## INSTRUKSI TERTULIS 1
Tulis ulang baris-baris catatan sebagai daftar bernomor tanpa baris kosong, mulai dari baris yang memuat "Question. Indicate the tie" sampai dengan baris yang memuat "x=281 y=192".
────
Saat kita menyebut kata "Pelayanan", maka yang terbayang adalah petugas front office atau customer service yang tugasnya melayani pelanggan. Tidak ada yang salah dengan pemahaman tersebut, namun hakikat pelayanan adalah lebih dari sekedar itu, kita semua adalah pelayan yang juga harus bertugas melayani.
Mengapa?
Pelayanan itu meliputi pelayanan internal yang fungsinya memberikan layanan di internal orgsnisasi, antara lain berupa pelayanan vertikal (atasan - bawahan), horisontal - diagonal (sejawat). Ada pula pelayanan eksternal yang ditujukan kepada pihak luar, baik yang bersifat mikro seperti front office maupun yang bersifat makro seperti putusan manajerial dalam produk layanan. Jadi sekali lagi... dimanapun posisi kita... kita adalah pelayan.
Apa tuh pelayanan sepenuh hati?
────
## INSTRUKSI TERTULIS 2
Jawab pertanyaan berikut berdasarkan kutipan tentang pelayanan.
(a) Siapa yang terbayang saat kita menyebut kata "Pelayanan"?
(b) Pelayanan vertikal berlangsung antara siapa dan siapa?
(c) Apa contoh pelayanan eksternal yang bersifat makro?

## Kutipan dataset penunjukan
────
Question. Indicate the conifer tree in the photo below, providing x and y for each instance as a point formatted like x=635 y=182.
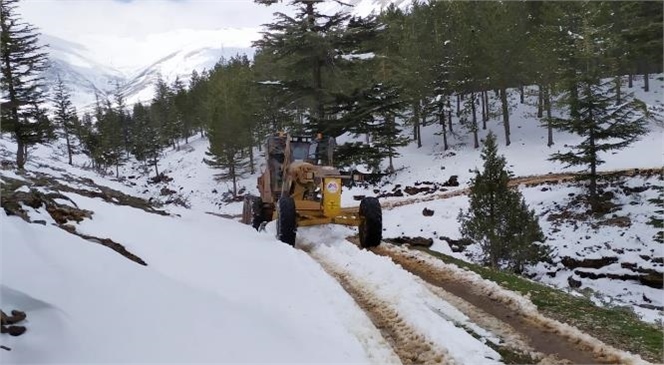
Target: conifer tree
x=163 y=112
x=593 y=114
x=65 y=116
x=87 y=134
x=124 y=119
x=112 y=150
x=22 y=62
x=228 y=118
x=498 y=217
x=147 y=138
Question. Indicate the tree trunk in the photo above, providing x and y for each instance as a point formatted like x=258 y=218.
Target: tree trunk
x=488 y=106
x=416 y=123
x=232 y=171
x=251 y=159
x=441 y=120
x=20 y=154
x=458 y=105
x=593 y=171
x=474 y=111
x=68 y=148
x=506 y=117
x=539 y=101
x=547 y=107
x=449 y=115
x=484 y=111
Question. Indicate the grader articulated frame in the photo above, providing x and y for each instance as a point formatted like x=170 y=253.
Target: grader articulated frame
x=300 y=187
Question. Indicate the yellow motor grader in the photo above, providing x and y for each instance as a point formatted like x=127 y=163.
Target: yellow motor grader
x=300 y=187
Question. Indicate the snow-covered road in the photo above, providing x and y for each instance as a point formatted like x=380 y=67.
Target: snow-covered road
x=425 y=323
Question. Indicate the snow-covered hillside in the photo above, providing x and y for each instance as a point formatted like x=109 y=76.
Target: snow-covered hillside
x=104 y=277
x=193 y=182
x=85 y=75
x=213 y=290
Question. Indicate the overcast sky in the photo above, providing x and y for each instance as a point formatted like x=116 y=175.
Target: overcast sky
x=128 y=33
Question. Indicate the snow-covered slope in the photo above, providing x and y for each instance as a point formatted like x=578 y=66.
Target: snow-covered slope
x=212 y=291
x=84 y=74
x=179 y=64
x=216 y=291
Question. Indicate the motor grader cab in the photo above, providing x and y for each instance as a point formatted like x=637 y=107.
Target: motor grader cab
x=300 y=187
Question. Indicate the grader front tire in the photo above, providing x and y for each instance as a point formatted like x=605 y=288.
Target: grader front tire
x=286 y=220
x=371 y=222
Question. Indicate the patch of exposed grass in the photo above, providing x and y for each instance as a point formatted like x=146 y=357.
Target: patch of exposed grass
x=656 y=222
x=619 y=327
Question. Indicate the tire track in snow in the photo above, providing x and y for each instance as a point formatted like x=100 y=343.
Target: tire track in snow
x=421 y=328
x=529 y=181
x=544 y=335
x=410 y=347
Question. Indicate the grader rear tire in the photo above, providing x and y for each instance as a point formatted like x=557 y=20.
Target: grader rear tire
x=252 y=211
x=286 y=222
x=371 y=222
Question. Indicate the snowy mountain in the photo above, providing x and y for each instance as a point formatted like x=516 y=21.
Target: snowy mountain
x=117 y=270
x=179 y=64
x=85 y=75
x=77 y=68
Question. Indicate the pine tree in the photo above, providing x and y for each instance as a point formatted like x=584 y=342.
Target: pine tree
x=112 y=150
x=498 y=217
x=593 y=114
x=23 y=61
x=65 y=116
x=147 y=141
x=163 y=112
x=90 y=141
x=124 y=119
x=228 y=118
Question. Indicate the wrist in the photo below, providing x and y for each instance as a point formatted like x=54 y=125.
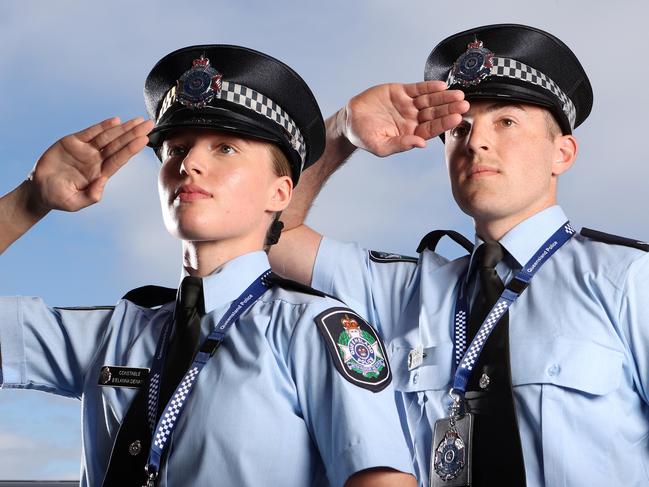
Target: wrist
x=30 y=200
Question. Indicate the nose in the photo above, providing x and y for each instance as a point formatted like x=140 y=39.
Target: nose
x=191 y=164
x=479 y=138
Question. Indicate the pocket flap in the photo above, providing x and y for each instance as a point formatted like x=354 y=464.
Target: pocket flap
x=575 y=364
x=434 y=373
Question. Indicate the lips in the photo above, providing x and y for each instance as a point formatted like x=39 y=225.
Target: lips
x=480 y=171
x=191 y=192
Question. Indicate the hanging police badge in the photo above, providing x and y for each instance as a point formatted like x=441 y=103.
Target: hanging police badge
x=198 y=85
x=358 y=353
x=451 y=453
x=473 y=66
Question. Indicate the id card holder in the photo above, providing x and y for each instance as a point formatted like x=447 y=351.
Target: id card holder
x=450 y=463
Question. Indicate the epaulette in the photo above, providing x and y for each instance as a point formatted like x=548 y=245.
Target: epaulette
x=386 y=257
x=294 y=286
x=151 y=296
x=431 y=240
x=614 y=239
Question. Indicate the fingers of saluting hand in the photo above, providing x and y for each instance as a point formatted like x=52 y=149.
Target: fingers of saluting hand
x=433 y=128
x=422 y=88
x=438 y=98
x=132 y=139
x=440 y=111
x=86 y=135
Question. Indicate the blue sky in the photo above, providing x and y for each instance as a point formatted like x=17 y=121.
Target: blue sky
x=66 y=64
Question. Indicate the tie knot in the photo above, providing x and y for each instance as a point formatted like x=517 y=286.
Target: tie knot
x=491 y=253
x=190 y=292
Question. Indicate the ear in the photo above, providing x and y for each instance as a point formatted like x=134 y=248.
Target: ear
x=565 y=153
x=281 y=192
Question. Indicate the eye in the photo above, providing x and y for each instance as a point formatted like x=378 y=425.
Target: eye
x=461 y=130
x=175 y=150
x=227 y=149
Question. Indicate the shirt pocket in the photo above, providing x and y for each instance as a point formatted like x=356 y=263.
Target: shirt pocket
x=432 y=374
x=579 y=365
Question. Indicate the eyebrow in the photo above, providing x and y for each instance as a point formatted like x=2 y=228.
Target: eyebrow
────
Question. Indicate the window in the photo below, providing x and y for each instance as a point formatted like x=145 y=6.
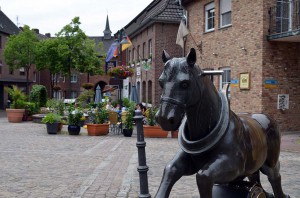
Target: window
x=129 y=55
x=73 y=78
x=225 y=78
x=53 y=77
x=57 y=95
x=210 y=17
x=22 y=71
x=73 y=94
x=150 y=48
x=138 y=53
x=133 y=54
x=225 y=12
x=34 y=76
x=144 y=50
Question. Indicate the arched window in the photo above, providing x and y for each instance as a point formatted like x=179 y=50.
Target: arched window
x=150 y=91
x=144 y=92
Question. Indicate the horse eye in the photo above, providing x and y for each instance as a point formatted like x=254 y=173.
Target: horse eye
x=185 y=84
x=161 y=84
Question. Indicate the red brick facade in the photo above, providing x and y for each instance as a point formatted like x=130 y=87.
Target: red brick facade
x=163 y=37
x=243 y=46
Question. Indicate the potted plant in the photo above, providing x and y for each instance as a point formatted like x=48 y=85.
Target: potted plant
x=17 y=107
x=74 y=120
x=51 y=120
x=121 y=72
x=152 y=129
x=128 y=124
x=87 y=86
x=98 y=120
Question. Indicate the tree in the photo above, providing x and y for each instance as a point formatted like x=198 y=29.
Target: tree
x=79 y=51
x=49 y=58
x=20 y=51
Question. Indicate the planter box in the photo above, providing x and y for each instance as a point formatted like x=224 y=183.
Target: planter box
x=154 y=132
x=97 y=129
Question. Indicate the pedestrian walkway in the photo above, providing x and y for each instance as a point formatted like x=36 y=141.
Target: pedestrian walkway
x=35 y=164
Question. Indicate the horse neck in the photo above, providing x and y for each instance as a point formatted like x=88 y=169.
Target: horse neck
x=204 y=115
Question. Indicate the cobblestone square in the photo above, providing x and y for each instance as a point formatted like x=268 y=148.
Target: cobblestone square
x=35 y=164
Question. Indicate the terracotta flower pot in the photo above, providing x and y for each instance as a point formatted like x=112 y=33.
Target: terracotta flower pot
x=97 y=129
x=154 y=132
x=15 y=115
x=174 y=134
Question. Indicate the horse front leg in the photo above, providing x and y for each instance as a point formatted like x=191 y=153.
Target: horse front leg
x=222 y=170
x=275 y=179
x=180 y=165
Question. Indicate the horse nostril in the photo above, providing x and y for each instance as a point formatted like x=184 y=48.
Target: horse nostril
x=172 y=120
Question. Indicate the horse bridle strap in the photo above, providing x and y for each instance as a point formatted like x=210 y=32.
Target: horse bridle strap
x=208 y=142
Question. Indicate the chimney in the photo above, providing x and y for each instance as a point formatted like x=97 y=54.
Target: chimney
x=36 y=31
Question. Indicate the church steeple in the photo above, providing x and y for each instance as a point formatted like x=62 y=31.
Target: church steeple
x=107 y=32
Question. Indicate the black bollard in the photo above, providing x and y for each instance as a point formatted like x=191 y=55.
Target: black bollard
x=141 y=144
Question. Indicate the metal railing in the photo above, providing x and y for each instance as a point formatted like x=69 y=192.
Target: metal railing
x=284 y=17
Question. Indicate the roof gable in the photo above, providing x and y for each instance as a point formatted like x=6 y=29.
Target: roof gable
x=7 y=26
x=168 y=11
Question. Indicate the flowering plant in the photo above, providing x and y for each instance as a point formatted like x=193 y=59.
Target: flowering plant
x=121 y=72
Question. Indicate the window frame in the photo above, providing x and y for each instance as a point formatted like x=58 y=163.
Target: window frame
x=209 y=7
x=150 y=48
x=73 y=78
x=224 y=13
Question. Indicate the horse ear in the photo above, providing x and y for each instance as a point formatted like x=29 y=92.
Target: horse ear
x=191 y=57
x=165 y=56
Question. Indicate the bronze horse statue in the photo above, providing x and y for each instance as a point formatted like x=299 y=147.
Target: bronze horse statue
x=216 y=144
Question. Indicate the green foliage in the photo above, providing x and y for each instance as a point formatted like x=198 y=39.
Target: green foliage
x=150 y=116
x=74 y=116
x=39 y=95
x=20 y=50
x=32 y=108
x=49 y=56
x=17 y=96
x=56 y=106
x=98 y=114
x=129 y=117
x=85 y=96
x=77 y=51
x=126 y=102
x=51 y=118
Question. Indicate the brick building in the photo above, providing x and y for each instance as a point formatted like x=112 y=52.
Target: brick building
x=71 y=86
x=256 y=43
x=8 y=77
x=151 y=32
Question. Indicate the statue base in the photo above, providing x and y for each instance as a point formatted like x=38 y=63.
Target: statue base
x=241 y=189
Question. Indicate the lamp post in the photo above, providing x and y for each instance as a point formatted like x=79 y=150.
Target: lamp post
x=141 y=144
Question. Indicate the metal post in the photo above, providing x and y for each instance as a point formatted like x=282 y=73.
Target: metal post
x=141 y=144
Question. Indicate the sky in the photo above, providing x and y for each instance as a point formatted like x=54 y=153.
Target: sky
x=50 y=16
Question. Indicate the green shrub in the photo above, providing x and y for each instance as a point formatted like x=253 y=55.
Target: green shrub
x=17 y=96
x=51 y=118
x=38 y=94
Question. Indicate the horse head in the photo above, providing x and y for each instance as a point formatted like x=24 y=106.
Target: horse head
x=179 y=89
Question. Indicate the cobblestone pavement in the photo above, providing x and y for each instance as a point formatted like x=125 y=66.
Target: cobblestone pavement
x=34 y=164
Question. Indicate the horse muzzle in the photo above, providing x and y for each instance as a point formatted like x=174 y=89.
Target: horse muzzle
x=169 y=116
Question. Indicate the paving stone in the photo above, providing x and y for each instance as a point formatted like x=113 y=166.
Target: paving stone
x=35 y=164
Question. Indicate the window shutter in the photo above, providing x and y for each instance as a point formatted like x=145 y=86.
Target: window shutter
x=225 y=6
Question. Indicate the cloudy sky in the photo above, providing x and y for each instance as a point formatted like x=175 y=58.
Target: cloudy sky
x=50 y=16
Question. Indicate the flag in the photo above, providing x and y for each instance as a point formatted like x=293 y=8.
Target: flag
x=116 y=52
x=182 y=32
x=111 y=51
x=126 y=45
────
## JAWABAN AKHIR 1
1. Question. Indicate the tie knot in the photo above, providing x and y for each instance as a point formatted like x=517 y=286.
2. Target: tie knot
3. x=491 y=253
4. x=190 y=292
5. Question. Indicate the ear in the photo above, providing x and y for each instance as a point formatted like x=134 y=248.
6. Target: ear
7. x=565 y=153
8. x=281 y=192

## JAWABAN AKHIR 2
(a) Yang terbayang adalah petugas front office atau customer service yang tugasnya melayani pelanggan.
(b) Pelayanan vertikal berlangsung antara atasan dan bawahan.
(c) Contohnya adalah putusan manajerial dalam produk layanan.